* Begin GIVEN ENTRIES *
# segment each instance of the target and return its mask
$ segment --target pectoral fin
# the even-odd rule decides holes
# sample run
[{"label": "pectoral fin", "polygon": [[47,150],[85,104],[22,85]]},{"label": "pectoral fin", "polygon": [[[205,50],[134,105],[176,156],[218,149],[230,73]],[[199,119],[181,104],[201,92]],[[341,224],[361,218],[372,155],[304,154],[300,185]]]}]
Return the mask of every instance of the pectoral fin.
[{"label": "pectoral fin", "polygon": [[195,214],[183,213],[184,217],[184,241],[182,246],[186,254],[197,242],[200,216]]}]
* End GIVEN ENTRIES *
- _EXERCISE OBJECTIVE_
Please render every line of the listing above as a JSON list of strings, one string per line, leaving out blank lines.

- _OUTPUT OF THE EXERCISE_
[
  "# segment each instance of the target and return its mask",
  "$ segment --target pectoral fin",
  "# the even-odd rule decides holes",
  "# sample run",
  "[{\"label\": \"pectoral fin\", \"polygon\": [[47,150],[85,104],[22,85]]},{\"label\": \"pectoral fin\", \"polygon\": [[[205,50],[134,105],[176,156],[218,149],[230,73]],[[199,119],[181,104],[201,92]],[[341,224],[361,218],[372,155],[304,154],[300,185]]]}]",
  "Return the mask of every instance of the pectoral fin.",
  "[{\"label\": \"pectoral fin\", \"polygon\": [[195,214],[183,213],[184,217],[184,241],[182,246],[186,254],[197,242],[200,216]]}]"
]